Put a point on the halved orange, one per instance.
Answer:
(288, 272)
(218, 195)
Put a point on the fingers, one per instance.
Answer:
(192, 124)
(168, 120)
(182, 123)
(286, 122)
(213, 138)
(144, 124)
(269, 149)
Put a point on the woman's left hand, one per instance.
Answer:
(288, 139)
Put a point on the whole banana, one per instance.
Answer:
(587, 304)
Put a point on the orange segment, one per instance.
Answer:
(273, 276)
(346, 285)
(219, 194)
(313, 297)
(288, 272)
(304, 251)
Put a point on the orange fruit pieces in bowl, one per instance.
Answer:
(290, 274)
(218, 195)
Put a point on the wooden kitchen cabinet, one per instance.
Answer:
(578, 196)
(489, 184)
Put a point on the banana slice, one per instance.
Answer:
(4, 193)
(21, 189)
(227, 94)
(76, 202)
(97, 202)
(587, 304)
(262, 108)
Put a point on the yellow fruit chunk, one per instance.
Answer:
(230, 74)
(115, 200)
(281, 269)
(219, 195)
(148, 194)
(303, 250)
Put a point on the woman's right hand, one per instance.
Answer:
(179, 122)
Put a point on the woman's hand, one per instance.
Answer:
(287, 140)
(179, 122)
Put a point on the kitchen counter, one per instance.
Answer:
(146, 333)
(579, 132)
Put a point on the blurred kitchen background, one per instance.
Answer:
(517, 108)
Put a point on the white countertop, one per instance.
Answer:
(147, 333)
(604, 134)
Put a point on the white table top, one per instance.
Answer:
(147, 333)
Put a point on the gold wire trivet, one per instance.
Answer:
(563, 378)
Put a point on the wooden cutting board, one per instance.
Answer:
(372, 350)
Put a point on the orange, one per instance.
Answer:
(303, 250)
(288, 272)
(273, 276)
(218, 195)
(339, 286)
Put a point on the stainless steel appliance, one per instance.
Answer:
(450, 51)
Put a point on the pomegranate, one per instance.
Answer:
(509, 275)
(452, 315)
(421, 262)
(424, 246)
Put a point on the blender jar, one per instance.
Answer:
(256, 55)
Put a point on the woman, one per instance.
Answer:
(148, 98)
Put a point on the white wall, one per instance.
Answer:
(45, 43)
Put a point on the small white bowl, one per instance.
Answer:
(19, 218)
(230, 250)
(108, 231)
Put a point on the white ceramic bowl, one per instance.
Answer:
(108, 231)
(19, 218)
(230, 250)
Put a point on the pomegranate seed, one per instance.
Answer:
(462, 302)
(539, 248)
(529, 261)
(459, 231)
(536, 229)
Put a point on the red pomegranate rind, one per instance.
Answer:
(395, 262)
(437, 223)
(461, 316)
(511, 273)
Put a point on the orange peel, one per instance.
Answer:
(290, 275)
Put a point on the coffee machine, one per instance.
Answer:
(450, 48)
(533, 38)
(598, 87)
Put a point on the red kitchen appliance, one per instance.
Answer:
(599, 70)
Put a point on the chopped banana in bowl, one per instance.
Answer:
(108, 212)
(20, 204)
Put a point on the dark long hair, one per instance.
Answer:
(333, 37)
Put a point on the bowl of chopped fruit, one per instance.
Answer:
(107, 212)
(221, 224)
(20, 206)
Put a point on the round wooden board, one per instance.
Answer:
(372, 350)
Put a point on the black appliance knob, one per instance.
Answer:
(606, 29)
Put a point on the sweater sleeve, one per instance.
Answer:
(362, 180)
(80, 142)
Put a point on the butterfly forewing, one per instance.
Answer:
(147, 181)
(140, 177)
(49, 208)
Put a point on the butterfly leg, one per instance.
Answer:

* * * *

_THE TASK:_
How many lines of the preceding listing hold the string "kitchen"? Answer with the number only.

_RESPONSE TO THE TASK:_
4